Records of labeled boxes:
────────
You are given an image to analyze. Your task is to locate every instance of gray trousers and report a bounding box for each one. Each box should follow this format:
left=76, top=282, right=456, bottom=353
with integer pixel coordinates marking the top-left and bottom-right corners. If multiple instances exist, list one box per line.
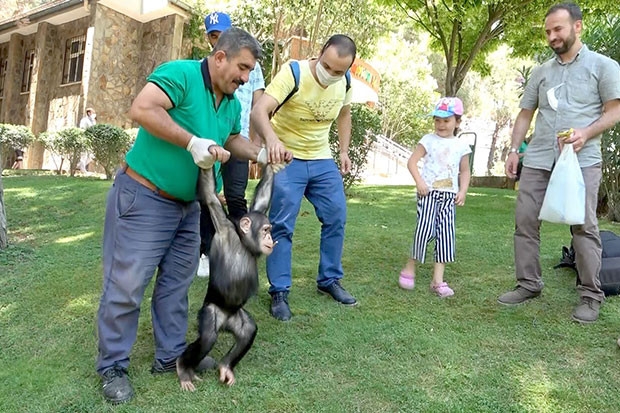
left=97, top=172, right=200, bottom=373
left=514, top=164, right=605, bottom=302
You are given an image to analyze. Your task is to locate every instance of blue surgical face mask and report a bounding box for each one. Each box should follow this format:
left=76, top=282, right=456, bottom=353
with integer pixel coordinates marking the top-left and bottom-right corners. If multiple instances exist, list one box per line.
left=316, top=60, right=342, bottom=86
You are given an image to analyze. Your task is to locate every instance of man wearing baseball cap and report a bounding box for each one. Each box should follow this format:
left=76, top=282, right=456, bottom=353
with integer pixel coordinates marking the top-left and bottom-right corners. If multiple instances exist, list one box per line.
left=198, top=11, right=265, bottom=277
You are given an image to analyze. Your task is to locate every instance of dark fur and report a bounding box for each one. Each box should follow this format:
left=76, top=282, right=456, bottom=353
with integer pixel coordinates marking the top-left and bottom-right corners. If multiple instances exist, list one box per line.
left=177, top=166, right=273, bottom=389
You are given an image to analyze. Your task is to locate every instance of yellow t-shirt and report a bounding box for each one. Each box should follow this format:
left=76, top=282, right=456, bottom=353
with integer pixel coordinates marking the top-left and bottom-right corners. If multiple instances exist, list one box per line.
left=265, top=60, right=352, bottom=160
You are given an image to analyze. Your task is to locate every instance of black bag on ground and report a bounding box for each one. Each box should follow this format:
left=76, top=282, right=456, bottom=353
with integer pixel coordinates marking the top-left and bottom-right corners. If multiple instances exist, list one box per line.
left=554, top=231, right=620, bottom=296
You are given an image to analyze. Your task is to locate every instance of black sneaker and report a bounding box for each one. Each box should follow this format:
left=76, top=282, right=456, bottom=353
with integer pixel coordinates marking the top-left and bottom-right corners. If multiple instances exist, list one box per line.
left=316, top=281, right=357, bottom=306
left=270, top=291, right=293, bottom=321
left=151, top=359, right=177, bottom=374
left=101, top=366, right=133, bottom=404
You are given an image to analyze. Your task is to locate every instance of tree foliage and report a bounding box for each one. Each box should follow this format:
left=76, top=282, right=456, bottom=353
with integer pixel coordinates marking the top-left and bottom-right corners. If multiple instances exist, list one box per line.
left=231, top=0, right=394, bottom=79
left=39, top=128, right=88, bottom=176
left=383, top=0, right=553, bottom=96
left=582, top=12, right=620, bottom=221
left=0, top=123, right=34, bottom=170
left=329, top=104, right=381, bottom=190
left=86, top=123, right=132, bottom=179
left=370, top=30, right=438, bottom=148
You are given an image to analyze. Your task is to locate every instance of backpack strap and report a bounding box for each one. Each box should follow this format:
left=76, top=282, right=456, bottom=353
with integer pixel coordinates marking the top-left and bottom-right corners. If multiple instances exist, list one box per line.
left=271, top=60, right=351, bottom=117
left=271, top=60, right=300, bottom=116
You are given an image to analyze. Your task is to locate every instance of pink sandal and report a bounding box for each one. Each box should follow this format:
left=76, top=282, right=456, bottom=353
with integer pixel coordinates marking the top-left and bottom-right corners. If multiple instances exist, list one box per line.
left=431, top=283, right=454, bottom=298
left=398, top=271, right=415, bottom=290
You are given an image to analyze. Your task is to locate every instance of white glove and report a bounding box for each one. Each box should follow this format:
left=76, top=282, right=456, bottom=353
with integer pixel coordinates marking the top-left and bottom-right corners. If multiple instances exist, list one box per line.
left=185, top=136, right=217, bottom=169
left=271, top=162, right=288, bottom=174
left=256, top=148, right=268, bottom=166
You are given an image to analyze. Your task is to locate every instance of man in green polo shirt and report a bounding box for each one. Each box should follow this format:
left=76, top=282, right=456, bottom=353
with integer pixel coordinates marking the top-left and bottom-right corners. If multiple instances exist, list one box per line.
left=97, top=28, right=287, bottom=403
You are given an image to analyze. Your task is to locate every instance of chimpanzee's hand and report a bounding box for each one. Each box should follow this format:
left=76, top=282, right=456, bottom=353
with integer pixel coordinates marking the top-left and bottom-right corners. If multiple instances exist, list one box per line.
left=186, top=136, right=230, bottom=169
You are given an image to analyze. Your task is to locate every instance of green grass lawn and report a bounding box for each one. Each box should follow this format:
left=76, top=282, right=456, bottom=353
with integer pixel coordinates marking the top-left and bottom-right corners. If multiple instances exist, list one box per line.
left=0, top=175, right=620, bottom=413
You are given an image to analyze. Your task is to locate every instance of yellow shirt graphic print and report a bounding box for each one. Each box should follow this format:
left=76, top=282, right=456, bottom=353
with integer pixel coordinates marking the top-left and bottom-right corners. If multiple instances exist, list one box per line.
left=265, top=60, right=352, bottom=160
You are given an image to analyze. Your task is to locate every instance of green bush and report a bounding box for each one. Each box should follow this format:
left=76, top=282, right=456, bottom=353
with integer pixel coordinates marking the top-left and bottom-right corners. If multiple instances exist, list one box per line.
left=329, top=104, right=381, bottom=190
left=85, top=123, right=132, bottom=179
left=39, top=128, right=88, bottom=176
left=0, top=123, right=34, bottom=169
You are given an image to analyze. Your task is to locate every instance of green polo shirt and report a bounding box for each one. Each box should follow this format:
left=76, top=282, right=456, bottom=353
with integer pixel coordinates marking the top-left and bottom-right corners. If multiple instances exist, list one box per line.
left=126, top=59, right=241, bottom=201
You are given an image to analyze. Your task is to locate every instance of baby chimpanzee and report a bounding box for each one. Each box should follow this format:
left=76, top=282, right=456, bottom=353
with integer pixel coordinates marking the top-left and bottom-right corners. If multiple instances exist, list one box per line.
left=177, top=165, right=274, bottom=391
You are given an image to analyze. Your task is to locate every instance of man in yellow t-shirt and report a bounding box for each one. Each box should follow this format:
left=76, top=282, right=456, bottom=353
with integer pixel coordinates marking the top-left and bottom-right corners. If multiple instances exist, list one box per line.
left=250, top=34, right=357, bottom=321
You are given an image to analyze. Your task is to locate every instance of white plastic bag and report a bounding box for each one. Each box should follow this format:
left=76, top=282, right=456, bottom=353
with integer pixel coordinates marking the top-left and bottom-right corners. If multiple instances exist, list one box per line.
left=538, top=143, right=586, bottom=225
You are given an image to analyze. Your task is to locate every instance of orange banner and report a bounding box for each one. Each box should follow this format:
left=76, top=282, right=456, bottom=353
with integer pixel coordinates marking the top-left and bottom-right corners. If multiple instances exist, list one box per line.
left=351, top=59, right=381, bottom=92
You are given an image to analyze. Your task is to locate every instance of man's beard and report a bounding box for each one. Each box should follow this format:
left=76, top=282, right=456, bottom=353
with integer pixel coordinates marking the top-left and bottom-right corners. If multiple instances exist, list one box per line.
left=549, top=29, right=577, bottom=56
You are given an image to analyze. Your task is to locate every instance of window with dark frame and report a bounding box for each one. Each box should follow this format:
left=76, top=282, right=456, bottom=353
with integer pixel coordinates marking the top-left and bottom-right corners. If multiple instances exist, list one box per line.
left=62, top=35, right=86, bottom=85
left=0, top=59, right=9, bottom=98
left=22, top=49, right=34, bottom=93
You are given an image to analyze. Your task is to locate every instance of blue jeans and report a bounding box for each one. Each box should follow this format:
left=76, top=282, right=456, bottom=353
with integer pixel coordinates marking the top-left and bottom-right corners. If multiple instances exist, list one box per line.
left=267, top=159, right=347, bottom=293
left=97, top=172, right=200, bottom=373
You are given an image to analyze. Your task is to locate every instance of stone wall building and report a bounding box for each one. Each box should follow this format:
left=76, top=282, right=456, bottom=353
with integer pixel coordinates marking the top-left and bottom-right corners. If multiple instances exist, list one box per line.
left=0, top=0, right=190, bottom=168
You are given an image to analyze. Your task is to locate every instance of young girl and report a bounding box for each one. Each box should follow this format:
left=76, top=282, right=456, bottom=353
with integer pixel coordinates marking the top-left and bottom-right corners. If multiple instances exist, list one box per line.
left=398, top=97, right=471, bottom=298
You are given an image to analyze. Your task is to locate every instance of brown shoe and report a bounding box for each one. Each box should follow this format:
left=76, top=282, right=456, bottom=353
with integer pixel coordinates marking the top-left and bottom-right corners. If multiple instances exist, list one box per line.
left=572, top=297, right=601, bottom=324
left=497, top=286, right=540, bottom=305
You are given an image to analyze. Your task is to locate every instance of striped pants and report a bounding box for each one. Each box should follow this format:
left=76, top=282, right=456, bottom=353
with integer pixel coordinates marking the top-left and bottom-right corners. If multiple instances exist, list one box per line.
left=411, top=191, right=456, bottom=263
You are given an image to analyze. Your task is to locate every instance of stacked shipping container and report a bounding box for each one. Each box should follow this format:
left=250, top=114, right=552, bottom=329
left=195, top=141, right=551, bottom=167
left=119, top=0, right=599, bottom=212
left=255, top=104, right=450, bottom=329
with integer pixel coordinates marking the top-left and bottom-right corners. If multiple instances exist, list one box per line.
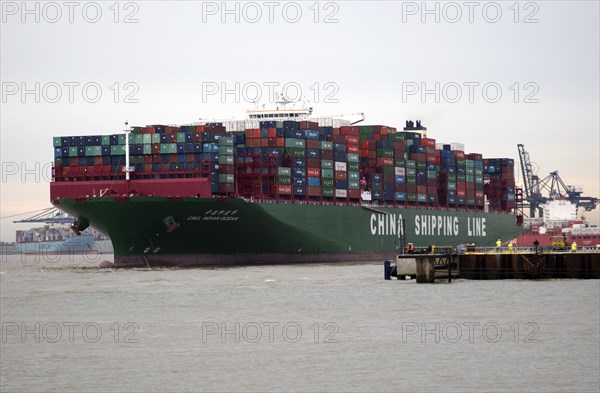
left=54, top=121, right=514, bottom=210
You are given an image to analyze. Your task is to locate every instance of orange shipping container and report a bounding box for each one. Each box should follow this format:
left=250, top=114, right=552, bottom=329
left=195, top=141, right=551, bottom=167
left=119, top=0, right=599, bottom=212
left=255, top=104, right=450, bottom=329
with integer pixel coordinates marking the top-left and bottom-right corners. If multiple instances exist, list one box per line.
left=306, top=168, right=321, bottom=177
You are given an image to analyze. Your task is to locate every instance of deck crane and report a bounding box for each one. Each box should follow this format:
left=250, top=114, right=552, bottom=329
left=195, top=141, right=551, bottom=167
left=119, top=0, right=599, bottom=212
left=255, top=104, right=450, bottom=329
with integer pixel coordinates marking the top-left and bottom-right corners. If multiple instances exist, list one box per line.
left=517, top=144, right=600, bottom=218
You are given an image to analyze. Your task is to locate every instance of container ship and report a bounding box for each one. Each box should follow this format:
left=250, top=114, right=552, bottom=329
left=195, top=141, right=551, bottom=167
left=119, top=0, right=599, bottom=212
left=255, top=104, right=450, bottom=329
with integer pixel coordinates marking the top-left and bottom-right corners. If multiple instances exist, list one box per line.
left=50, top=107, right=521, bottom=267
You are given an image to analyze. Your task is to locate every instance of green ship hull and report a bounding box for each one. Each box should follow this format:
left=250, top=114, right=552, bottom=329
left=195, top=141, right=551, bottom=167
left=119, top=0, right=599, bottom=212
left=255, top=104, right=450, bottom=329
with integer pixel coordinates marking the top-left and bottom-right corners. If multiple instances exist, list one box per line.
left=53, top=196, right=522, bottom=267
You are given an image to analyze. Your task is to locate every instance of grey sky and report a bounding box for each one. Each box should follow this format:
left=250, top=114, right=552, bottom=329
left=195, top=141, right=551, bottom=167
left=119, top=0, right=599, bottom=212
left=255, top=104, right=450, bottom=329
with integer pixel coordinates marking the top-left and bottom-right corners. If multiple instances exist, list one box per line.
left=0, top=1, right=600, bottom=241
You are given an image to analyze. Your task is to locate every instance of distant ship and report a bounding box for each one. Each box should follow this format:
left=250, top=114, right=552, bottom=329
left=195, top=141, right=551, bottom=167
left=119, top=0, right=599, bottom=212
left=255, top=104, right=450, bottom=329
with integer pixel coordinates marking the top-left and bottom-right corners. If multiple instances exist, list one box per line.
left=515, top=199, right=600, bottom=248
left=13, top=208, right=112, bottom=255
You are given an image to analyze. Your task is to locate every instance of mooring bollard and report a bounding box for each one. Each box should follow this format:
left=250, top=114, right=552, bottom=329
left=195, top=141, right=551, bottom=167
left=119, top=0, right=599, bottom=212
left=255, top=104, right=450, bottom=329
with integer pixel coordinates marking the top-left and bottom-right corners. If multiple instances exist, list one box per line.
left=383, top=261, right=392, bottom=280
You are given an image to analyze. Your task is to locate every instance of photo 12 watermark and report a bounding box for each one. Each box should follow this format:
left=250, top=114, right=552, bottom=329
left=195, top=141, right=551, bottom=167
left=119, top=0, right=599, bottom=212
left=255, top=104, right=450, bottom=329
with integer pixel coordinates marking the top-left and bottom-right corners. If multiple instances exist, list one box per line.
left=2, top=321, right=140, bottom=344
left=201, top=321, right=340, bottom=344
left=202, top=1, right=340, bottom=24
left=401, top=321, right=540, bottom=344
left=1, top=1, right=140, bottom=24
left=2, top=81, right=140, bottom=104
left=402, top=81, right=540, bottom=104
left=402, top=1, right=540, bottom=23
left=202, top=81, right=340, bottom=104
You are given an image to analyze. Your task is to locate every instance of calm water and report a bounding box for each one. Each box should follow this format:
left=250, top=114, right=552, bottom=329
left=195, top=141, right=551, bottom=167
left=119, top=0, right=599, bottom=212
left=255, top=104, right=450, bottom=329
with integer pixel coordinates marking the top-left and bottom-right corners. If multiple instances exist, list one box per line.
────────
Retype the records from the line containing "of black bag" through the line containing "left=554, top=231, right=620, bottom=296", including both of those lines, exactly as they appear.

» **Answer to this problem**
You are given an image to analyze. Your task is to locate every instance of black bag on ground and report a bounding box for each one. Each box should follow this format:
left=76, top=282, right=456, bottom=353
with integer pixel coordinates marking the top-left and bottom-right corners. If multiple instances exist, list one box per line.
left=554, top=231, right=620, bottom=296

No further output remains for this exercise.